__TEXT PROVIDED__:
Two blocks after driving out of the garage: I surely left the garage door open, and when I come home raccoons will be bunking with the plastic Caucasian Family of Four that resides in my kids’ Fisher-Price Loving Family Dollhouse.

And these are some of the things Steve did not worry about this week, besides the fuel-indicator light:

My 6-year-old son’s stunt-man theatrics at the Dennis the Menace Playground in Monterey: I’ll paint a picture…Steve sits casually on a bench, cleaning his camera lens, while the kid, wearing flip-flops and a devilish grin, bolts and then slides across the tippy top of a life-size replica of a steam engine. I scream. Steve takes snapshots.

The children consuming way too many french fries during our road trip: Every day, twice a day, for five days the kids menu in whatever restaurant we visit offers no sides except those addictive deep-fried potatoes. Since I can almost envision the grease oozing into their little arteries, I scrape salad and broccoli off my plate and onto theirs, and try to persuade them to go rogue and abandon their hot dogs for Mommy’s more sophisticated cioppino. My husband just laughs at me as he shoves handfuls of fries into his own mouth.

__SET TASK 1__:
Write out the passage about things Steve did not worry about, everything from "My 6-year-old son’s" down to "his own mouth.", word for word.
__SET TASK 2__:
Resume the piece about Steve's lack of worry, picking up right after its final sentence.
The data that comes next is not needed for anything here.

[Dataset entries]
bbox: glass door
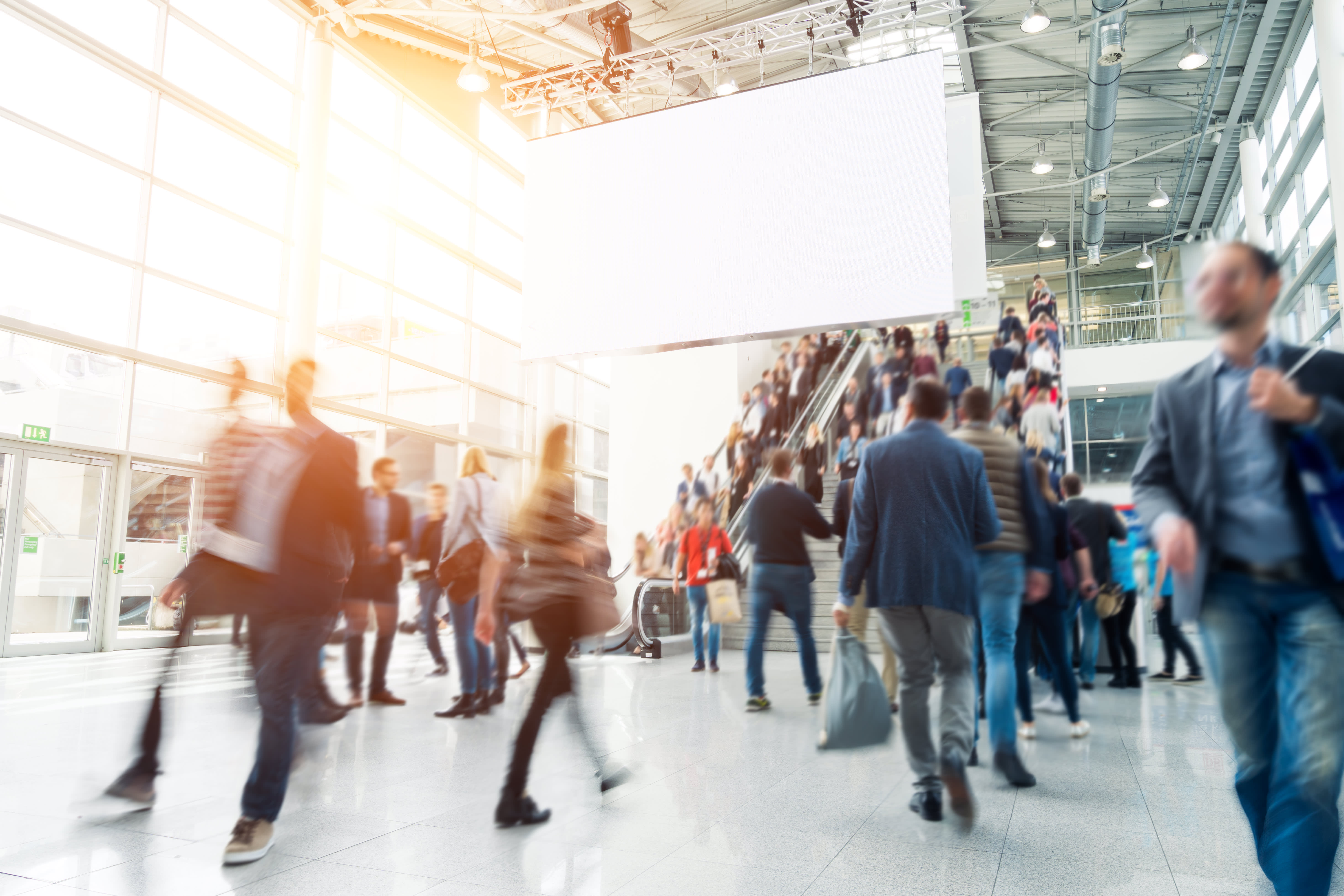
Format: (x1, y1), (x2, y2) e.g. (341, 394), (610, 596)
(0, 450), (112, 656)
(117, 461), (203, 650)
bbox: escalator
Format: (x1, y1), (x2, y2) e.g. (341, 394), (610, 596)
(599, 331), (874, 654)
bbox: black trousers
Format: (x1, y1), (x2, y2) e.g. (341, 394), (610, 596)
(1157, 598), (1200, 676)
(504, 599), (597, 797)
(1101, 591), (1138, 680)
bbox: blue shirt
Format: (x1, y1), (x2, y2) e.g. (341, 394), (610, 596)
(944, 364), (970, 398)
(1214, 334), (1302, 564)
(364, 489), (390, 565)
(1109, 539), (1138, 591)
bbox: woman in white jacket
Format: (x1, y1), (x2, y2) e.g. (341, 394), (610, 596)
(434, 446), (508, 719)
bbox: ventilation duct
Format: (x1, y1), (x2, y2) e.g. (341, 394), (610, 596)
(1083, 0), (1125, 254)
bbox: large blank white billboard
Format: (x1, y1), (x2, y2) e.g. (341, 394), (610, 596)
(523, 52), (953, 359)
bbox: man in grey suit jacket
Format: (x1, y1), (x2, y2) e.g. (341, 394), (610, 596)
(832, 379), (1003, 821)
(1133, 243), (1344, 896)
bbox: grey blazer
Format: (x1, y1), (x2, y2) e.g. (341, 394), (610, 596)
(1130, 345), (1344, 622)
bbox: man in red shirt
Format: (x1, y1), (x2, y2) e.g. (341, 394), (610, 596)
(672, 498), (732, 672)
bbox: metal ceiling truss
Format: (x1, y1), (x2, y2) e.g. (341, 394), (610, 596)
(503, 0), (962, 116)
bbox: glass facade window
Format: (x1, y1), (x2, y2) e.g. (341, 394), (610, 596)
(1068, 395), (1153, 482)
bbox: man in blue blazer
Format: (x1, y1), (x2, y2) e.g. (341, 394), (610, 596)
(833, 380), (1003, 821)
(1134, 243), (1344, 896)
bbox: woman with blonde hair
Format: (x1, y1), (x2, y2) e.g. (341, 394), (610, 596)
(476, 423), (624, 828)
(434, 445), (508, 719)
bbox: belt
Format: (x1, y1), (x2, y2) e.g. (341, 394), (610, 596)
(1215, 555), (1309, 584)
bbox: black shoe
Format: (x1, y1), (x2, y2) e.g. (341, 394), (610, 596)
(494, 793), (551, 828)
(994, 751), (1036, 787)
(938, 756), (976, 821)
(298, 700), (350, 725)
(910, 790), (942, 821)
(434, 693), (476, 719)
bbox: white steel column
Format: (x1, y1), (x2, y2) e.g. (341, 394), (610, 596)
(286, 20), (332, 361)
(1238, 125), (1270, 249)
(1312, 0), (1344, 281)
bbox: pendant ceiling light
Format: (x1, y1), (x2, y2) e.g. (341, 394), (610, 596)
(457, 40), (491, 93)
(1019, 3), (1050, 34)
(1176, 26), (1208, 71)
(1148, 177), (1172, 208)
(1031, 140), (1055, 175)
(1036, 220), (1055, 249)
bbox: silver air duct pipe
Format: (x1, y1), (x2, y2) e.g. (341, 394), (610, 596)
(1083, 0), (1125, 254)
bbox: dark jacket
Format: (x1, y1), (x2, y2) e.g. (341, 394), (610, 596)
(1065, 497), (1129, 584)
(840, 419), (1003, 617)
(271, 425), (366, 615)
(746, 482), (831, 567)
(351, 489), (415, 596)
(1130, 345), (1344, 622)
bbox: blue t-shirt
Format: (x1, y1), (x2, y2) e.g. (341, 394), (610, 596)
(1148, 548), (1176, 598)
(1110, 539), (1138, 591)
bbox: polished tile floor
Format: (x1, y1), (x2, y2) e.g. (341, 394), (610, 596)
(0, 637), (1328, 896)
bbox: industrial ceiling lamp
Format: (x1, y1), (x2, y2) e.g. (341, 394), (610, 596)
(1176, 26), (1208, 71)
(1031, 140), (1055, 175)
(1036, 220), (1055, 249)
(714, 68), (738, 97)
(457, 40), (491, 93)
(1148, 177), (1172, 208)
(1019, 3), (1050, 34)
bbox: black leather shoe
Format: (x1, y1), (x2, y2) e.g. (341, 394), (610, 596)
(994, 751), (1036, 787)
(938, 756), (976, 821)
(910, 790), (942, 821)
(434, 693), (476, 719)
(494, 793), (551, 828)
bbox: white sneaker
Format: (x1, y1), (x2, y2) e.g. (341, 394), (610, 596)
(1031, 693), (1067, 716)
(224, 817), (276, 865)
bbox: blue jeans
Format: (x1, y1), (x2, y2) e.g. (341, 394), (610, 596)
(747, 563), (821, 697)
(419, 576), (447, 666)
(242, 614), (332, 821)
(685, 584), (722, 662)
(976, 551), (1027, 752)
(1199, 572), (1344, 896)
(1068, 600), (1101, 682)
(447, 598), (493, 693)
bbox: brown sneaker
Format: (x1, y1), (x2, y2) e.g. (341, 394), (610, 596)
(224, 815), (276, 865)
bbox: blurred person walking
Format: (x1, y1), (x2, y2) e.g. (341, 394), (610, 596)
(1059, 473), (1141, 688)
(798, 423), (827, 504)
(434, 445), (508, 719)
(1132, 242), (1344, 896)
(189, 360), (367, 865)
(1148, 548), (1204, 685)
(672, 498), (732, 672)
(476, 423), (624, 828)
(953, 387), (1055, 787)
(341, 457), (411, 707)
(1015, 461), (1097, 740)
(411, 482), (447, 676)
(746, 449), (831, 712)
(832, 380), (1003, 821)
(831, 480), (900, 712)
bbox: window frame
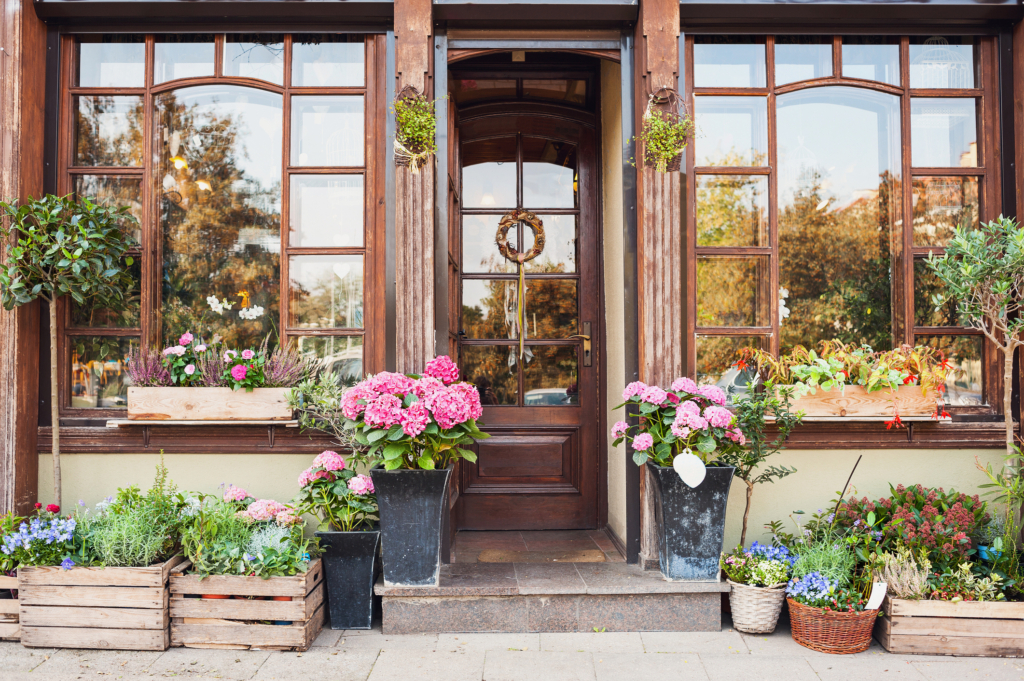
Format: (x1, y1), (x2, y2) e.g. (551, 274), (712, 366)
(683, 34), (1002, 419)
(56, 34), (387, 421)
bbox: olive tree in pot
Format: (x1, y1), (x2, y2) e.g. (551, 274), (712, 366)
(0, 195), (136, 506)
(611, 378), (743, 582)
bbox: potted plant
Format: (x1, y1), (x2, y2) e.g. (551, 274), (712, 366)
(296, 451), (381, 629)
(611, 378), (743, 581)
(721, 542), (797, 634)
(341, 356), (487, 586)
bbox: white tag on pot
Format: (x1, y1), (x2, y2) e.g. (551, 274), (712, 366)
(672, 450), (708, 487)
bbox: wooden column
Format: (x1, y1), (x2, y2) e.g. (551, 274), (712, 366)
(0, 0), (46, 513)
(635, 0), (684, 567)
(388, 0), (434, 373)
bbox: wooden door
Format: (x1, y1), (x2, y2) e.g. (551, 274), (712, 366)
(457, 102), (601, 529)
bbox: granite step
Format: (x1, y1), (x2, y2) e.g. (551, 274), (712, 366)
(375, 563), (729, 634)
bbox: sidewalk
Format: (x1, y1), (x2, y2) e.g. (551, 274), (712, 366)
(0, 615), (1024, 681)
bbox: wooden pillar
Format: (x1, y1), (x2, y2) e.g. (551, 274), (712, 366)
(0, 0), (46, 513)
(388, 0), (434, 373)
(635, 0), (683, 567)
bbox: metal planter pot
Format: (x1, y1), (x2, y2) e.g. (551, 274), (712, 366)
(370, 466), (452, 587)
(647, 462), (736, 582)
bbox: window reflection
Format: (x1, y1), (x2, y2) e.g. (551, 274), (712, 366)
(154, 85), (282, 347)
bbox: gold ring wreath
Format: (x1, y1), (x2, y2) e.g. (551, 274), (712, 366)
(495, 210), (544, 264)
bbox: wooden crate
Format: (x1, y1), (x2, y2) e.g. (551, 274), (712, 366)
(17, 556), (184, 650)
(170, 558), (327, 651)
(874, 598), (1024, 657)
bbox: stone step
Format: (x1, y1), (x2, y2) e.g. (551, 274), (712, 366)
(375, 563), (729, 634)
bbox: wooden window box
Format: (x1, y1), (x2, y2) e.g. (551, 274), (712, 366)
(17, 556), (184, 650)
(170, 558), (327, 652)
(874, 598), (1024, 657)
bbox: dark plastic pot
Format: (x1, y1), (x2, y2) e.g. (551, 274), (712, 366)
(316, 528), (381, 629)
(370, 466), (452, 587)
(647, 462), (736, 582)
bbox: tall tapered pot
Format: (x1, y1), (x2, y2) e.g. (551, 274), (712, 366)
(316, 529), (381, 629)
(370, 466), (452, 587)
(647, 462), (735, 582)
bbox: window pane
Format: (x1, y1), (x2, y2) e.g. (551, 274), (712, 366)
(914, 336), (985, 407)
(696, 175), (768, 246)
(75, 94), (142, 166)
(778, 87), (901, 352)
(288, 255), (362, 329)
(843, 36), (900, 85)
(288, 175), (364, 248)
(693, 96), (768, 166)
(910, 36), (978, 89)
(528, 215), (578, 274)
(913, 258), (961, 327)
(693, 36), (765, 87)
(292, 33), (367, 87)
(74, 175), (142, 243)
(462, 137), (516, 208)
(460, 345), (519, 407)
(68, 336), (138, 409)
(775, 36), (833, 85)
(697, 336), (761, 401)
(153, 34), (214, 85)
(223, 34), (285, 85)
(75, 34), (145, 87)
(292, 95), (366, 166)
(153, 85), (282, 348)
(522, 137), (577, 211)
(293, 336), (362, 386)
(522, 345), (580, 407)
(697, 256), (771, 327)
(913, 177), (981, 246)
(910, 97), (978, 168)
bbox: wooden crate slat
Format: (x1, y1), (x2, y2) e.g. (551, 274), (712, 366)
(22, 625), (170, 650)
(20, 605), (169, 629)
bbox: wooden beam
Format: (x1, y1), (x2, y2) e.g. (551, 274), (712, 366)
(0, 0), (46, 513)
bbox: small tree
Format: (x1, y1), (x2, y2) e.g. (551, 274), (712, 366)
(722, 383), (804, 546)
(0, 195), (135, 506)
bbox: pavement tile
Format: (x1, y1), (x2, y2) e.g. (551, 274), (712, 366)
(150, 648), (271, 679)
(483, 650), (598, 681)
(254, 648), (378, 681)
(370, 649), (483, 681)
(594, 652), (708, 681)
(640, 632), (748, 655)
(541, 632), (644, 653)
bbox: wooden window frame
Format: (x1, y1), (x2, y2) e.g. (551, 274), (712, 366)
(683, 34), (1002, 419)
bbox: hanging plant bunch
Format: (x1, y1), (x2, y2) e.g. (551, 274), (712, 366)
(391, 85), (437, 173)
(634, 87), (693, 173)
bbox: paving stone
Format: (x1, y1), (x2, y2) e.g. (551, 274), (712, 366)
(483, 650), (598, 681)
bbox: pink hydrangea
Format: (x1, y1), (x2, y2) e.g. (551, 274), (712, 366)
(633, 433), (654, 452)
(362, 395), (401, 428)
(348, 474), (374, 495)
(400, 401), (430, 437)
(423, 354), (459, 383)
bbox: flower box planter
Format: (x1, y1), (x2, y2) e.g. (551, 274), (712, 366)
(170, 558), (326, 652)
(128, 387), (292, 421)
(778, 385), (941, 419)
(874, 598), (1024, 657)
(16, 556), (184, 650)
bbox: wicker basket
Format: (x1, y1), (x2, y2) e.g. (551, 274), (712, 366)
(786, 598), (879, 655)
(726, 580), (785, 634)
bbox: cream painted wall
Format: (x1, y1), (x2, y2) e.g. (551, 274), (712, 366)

__EXPECTED OUTPUT 1__:
My 6-year-old son’s stunt-man theatrics at the Dennis the Menace Playground in Monterey: I’ll paint a picture…Steve sits casually on a bench, cleaning his camera lens, while the kid, wearing flip-flops and a devilish grin, bolts and then slides across the tippy top of a life-size replica of a steam engine. I scream. Steve takes snapshots.

The children consuming way too many french fries during our road trip: Every day, twice a day, for five days the kids menu in whatever restaurant we visit offers no sides except those addictive deep-fried potatoes. Since I can almost envision the grease oozing into their little arteries, I scrape salad and broccoli off my plate and onto theirs, and try to persuade them to go rogue and abandon their hot dogs for Mommy’s more sophisticated cioppino. My husband just laughs at me as he shoves handfuls of fries into his own mouth.

__EXPECTED OUTPUT 2__:
My mother told me, right after I got engaged, that Steve would make the perfect life-long companion for me, because he’s so calm he makes the Dali Lama look like Gilbert Gottfried on speed. And she’s right, he keeps me in check and, with an occasional rolling of his eyes, prevents my neurosis from spilling out onto the kids. Still, I’m looking forward to the day when it’ll be his turn to worry more—i.e., when our daughter starts dating. That’s one more scenario I’m good at picturing: Me sitting on the couch, flipping through a magazine, wondering if my teenager has just kissed her boyfriend for the first time. And Steve, propped on a chair by the window with a cocked shotgun in his lap, kinda like Tony Soprano on the night he was sure he was getting bumped.

Payback can be a bitch.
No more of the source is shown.